**Passage:**
Create and stream a large archive without storing it in memory or on disk

Question

I want to allow users to download an archive of multiple large files at once. However, the files and the archive may be too large to store in memory or on disk on my server (they are streamed in from other servers on the fly). I'd like to generate the archive as I stream it to the user.

I can use Tar or Zip or whatever is simplest. I am using django, which allows me to return a generator or file-like object in my response. This object could be used to pump the process along. However, I am having trouble figuring out how to build this sort of thing around the zipfile or tarfile libraries, and I'm afraid they may not support reading files as they go, or reading the archive as it is built.

This answer on converting an iterator to a file-like object might help. tarfile#addfile takes an iterable, but it appears to immediately pass that to shutil.copyfileobj, so this may not be as generator-friendly as I had hoped.

**Data excerpt:**
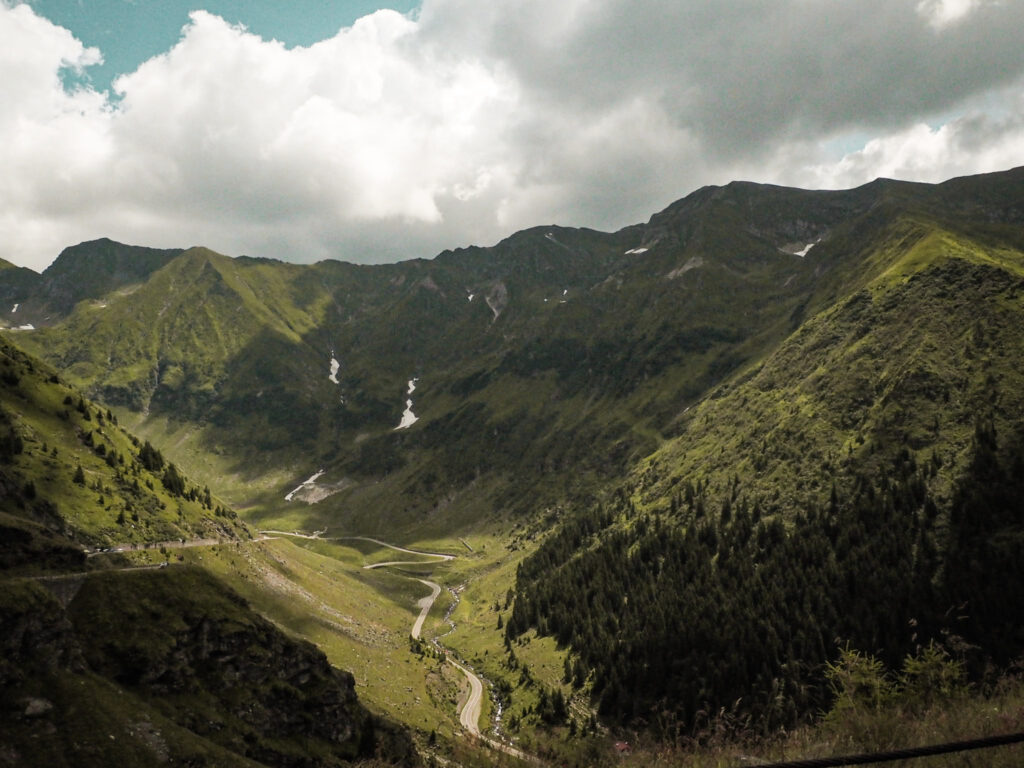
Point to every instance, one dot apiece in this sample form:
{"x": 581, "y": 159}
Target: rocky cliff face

**Stated goal:** Transcribe the passage of the archive-streaming question that opens with the words containing "I can use Tar" and closes with "it is built.".

**Solution for this exercise:**
I can use Tar or Zip or whatever is simplest. I am using django, which allows me to return a generator or file-like object in my response. This object could be used to pump the process along. However, I am having trouble figuring out how to build this sort of thing around the zipfile or tarfile libraries, and I'm afraid they may not support reading files as they go, or reading the archive as it is built.